begin RECORDS TO USE

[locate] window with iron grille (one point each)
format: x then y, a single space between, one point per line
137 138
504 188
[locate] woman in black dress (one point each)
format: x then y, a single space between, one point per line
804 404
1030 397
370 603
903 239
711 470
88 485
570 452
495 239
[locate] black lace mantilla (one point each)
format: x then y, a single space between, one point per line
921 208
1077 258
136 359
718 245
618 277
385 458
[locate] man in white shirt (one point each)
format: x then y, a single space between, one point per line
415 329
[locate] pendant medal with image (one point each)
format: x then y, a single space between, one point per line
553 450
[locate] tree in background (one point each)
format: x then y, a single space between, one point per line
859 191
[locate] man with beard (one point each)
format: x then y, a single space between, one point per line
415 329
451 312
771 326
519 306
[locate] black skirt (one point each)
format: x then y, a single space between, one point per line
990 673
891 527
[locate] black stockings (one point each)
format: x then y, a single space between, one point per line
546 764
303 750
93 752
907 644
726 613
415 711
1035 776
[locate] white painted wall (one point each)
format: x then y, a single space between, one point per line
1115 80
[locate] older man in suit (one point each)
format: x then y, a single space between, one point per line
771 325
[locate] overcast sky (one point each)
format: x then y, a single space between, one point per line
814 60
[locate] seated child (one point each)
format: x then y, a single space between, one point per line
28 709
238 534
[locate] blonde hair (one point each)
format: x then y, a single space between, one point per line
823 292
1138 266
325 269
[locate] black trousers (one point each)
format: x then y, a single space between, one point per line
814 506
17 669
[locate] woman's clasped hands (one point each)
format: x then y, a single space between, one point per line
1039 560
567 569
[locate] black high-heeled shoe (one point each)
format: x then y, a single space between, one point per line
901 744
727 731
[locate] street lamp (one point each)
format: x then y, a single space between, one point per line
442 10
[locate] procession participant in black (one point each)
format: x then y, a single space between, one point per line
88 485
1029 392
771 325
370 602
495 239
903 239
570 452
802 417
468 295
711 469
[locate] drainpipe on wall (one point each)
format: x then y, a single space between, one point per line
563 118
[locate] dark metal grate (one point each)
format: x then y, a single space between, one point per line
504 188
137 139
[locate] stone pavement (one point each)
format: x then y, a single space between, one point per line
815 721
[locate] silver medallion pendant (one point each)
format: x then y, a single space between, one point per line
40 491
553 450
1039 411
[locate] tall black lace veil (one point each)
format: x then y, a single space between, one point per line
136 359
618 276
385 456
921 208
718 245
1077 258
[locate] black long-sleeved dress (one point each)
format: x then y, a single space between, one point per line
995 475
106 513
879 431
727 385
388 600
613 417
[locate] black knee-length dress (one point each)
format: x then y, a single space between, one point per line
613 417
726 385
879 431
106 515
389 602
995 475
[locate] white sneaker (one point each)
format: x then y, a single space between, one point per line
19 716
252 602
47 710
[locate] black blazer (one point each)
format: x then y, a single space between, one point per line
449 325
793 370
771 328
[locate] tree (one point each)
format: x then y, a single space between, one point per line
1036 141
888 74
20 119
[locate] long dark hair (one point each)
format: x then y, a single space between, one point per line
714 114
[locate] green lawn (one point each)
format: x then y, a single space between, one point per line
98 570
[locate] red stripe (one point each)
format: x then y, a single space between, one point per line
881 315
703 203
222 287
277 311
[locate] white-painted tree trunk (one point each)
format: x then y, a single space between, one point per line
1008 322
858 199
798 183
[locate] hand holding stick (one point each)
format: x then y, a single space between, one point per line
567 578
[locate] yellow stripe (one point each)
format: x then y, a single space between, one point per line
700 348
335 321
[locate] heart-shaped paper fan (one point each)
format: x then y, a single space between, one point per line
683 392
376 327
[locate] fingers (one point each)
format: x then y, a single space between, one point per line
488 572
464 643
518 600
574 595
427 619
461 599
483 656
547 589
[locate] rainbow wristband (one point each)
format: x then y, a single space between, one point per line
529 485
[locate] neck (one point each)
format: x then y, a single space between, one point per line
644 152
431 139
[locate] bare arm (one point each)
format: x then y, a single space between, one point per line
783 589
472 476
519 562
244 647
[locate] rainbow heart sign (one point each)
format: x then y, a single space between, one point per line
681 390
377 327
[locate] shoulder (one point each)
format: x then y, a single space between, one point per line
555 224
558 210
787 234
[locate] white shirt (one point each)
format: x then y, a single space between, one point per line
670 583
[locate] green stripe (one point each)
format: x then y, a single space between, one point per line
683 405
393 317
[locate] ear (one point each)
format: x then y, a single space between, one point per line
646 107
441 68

end RECORDS TO USE

» **PROBLEM**:
Transcribe the data above in full, exactly.

» **EXPECTED ANSWER**:
[locate] window with iron grille (one point each)
format: x then y, a single space between, one point per line
137 138
504 188
[locate] woman in black dress (one point each)
format: x then y, a single space between, one point per line
804 404
1030 397
370 603
903 239
711 470
88 485
570 452
495 239
[locate] black lace mantilla (one point each)
format: x then y, a single space between, one point per line
921 208
1077 258
136 359
718 245
618 277
385 458
[locate] man in white shirt (one point each)
format: x then y, a single space between, one point per line
415 329
[locate] pendant medal with image (one point each)
format: x then y, a single space between, one point per line
553 450
[locate] tree in background (one point each)
format: x then y, a single space between, one point per line
859 191
[locate] man with beard (one point each)
format: x then y, a single space between, one point per line
415 329
451 312
771 326
519 306
[locate] black skirt (one point each)
format: x then y, a single space between, one point per line
990 673
891 527
[locate] black stockings (one point each)
format: x then y, a single space between, one point per line
546 764
303 750
93 752
907 644
726 613
415 711
1035 776
[locate] white painted wall (one point each)
format: x then y, a single space between, one point per line
1115 80
[locate] older man in suit (one point each)
format: x then y, a single space between, one point per line
771 325
[locate] overcast sky (one point each)
format: x then y, a single space between, one point per line
814 60
[locate] seated child (one point each)
format: x then y, a single space between, one point per line
28 709
238 534
[locate] blonde hair (one point each)
format: x then y, a single space between, one point per line
823 292
1138 266
325 269
[locate] black trousers (one point each)
format: x then y, a single space between, one point per line
814 506
17 669
[locate] woman's clasped hands (one point each)
format: x then y, a single space between, one point per line
1039 560
567 569
[locate] black high-heeled shoe (one point each)
format: x then y, a single space between, one point per line
901 744
727 731
[locate] street lamp (one point each)
format: x then y, a single space between, one point per line
442 10
[locate] procession participant in black (one point each)
format: x then y, a single space between, one point per line
88 485
1029 392
771 325
370 602
495 239
903 239
570 452
802 417
468 295
711 469
[locate] drainpipe on wall (one point each)
format: x then y, a single space between, one point per line
563 118
[locate] dark metal grate (one point each)
format: x then y, a single space between, one point per line
504 188
137 139
[locate] stone pavement (one point each)
format: x then y, a single space between, one point per line
815 721
[locate] silver medallion pendant (one point each)
format: x then y, a single space between, one point per line
40 491
553 450
1039 411
[locate] tall black lace veil (one point each)
format: x then y, a single space between, one point per line
136 359
618 276
385 456
921 208
718 245
1077 258
[locate] black long-sleeved dress (one point each)
format: x then y, a single space between, one point per line
995 475
106 513
879 431
727 385
388 600
613 417
[locate] black knee-length dress (one point each)
format: x then y, a single space between, one point per line
613 417
726 385
879 431
106 515
389 602
995 475
[locate] white sneaker (one point each)
format: x then y, a single space between, one point per line
19 716
252 602
47 710
[locate] black blazer (one point each)
format: x then y, a single space between, one point per line
449 325
793 370
771 328
[locate] tree (one point each)
format: x then y, a single space between, one point per line
1036 141
888 74
20 119
[locate] long dark hair (one point each)
format: x then y, a single space between, one point per line
714 114
[locate] green lawn (one point each)
format: x then y, a single space between, one point per line
98 570
[locate] red stripe (one point each)
format: x then y, a single space between, one point per line
881 315
703 203
222 287
277 311
[locate] white-painted tree trunk (one point each)
format: x then y, a single space between, one point per line
1008 322
858 199
798 183
[locate] hand holding stick (one point each)
format: x then y, a single space between, one point per line
567 578
[locate] yellow stripe (one point each)
format: x then y, a single space between, one point per line
700 348
335 321
[locate] heart-shaped paper fan (one point each)
format: x then y, a single space between, one point per line
683 392
376 327
[locate] fingers (one point each)
format: x then y, a single space between, one point per line
488 572
464 643
518 600
574 595
427 619
461 599
483 656
547 589
[locate] rainbow wristband (one point each)
format: x then y, a single space between, one point per line
529 485
[locate] neck (one point each)
format: x then y, a single space between, one point per line
644 152
431 139
[locate] bare arm (one point each)
format: x then y, a single space between, one point per line
783 589
472 476
519 562
244 647
[locate] rainbow heart sign (one point each)
format: x then y, a single space between, one point per line
681 390
377 327
[locate] shoulder (one point each)
format: x then y, a single space between, one point per line
555 224
558 210
787 234
[locate] white shirt (one point each)
format: x then y, a single space between, one point per line
670 583
[locate] green stripe (one point each)
format: x then y, a single space between, one point per line
683 405
393 317
[locate] ear (one point each)
format: x then y, a single space between, one point per line
646 107
441 68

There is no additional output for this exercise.